Set down, exactly as written, the lines from the line holding "For the benchmark, mark each instance of the white curved" to the end of the data, inclusive, skipping any pictures.

DATA TO PROCESS.
━━━━━━━━━━━━━━━━━━━━━━━━━━━━━━

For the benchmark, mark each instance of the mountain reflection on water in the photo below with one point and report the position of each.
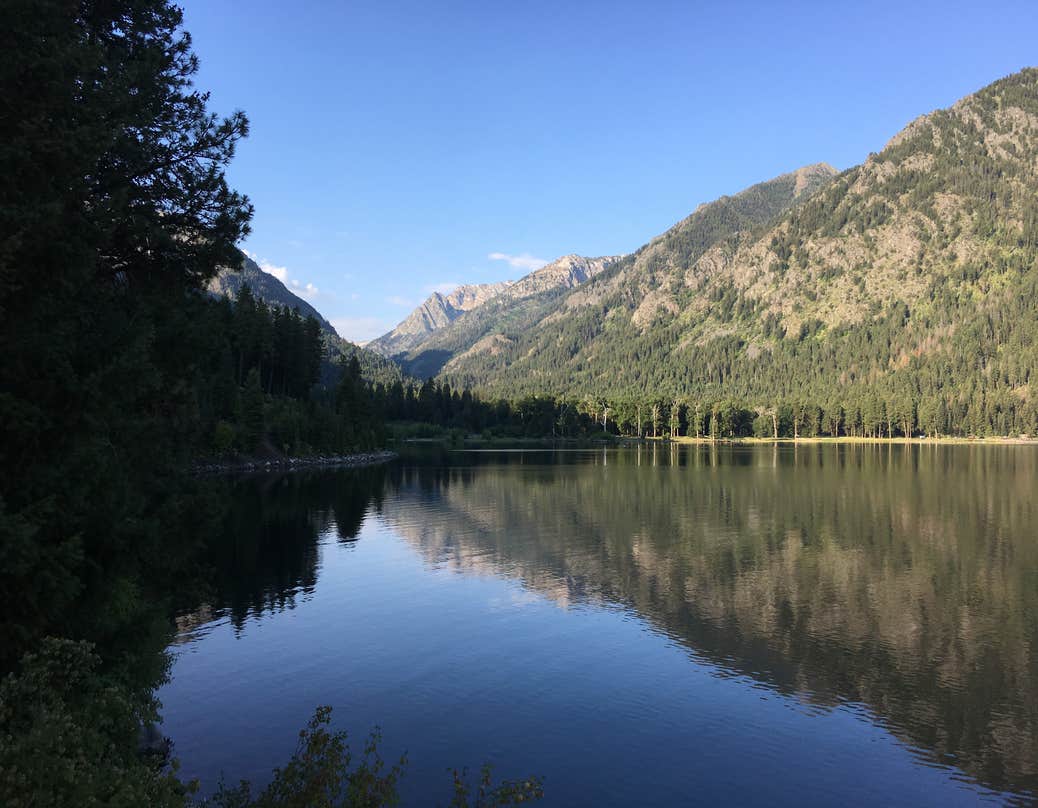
(900, 578)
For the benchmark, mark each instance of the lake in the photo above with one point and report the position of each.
(817, 624)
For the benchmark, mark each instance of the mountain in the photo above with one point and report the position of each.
(229, 281)
(511, 305)
(911, 277)
(267, 288)
(626, 298)
(435, 313)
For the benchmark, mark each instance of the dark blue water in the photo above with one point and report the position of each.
(826, 625)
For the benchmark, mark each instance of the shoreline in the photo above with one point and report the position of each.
(356, 460)
(861, 440)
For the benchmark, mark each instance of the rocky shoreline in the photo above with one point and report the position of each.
(249, 465)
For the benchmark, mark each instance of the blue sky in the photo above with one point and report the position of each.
(401, 147)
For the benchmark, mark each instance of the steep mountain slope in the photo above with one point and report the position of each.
(911, 276)
(229, 281)
(437, 312)
(267, 288)
(623, 303)
(519, 305)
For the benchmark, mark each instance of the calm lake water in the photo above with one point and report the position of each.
(767, 625)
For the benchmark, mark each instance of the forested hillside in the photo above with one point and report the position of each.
(899, 298)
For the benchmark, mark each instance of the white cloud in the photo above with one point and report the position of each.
(359, 329)
(444, 289)
(281, 273)
(523, 261)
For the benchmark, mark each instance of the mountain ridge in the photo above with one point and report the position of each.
(909, 278)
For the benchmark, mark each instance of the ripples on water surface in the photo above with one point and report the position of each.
(745, 625)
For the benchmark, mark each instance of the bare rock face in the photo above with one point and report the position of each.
(436, 312)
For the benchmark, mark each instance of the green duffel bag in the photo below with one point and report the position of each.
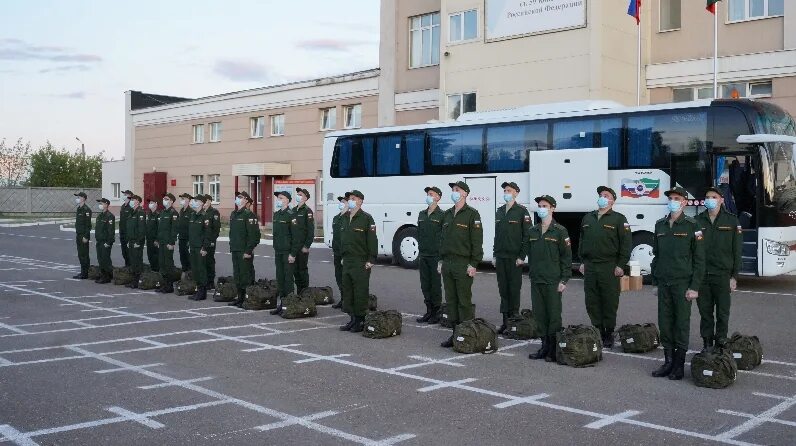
(225, 291)
(259, 298)
(521, 327)
(382, 324)
(122, 275)
(638, 338)
(295, 306)
(579, 346)
(713, 368)
(746, 350)
(150, 280)
(321, 295)
(475, 336)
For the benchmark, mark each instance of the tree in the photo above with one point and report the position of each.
(51, 167)
(14, 162)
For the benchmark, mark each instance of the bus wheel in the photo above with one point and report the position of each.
(406, 248)
(642, 253)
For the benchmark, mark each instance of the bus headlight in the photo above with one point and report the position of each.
(776, 248)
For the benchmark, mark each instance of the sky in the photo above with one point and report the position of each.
(65, 64)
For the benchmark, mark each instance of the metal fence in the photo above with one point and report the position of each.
(43, 200)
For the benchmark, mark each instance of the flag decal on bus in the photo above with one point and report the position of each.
(644, 187)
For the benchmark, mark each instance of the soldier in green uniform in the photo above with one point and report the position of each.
(550, 261)
(105, 235)
(152, 245)
(198, 241)
(124, 215)
(82, 234)
(359, 247)
(186, 214)
(429, 226)
(724, 236)
(677, 270)
(512, 228)
(461, 249)
(213, 217)
(244, 236)
(604, 250)
(136, 238)
(287, 246)
(306, 233)
(168, 227)
(337, 257)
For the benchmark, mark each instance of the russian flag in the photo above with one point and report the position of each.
(634, 10)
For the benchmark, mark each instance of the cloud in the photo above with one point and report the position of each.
(242, 71)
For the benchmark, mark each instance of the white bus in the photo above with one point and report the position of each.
(566, 150)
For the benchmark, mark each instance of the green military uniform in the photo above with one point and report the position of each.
(604, 244)
(152, 250)
(83, 231)
(105, 235)
(724, 236)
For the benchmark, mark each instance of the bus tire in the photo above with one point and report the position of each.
(406, 248)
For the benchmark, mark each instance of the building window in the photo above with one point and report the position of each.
(328, 118)
(198, 185)
(215, 131)
(353, 116)
(670, 15)
(215, 187)
(198, 134)
(460, 103)
(424, 33)
(740, 10)
(257, 126)
(277, 125)
(463, 26)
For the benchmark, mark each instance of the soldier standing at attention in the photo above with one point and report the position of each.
(550, 260)
(359, 249)
(105, 234)
(337, 229)
(136, 238)
(306, 233)
(124, 215)
(186, 214)
(512, 228)
(724, 235)
(677, 271)
(82, 234)
(429, 226)
(152, 245)
(604, 250)
(287, 246)
(244, 236)
(198, 241)
(461, 250)
(213, 220)
(167, 239)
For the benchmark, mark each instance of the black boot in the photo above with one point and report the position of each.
(678, 363)
(666, 368)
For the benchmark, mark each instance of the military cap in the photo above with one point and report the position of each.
(602, 189)
(511, 184)
(547, 198)
(462, 185)
(677, 190)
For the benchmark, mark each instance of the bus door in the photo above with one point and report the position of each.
(482, 197)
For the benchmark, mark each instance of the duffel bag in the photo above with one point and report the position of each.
(475, 336)
(746, 350)
(713, 368)
(579, 346)
(638, 338)
(382, 324)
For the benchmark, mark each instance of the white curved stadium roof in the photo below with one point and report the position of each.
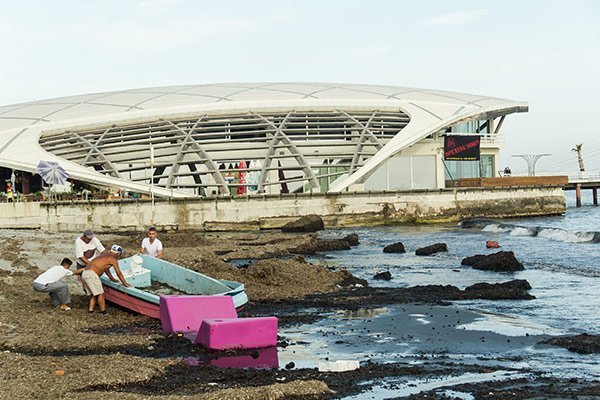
(21, 125)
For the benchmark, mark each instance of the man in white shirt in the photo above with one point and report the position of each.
(49, 282)
(87, 247)
(151, 245)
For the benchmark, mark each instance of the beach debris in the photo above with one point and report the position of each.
(515, 289)
(384, 276)
(432, 249)
(351, 280)
(504, 261)
(307, 223)
(582, 344)
(492, 244)
(338, 366)
(351, 239)
(394, 248)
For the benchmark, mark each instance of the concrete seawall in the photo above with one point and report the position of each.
(264, 212)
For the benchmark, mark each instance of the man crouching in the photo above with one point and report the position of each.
(94, 270)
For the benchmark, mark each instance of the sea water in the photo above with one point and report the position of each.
(561, 256)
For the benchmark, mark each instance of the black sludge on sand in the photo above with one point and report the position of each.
(384, 276)
(582, 344)
(308, 223)
(515, 289)
(394, 248)
(351, 239)
(504, 261)
(429, 250)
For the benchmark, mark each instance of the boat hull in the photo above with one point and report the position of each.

━━━━━━━━━━━━━━━━━━━━━━━━━━━━━━

FULL SOLUTION.
For the benchmark, mark each instance of the white curved stadium roof in the photo below with one point and report the position of each.
(21, 125)
For the benchmark, mark each instance of the man in white shirt in the photo above with one point and report the position of each.
(49, 282)
(87, 247)
(151, 245)
For the benchmark, mark each instance of the beach debris in the photo above with one point and report the position of each.
(515, 289)
(384, 276)
(432, 249)
(351, 280)
(504, 261)
(307, 223)
(582, 344)
(492, 244)
(338, 366)
(351, 239)
(394, 248)
For the benchmark, mark each instance of the concrete seawall in the photo above with one point and report the position of each.
(264, 212)
For the benchmark, mark each instance of the man crouching in the photo above with one point and report the position of each.
(94, 270)
For the benchmark, mark each instance of the sea water in the photo above with one point and report the position of each.
(561, 256)
For the benchmark, mark each instance of the black sludge on sand in the photo above with one point and report the position of each.
(384, 276)
(582, 344)
(308, 223)
(515, 289)
(394, 248)
(351, 239)
(504, 261)
(429, 250)
For the benchmark, mark each instance of the boat hull in the photo above with one point and report the position of each.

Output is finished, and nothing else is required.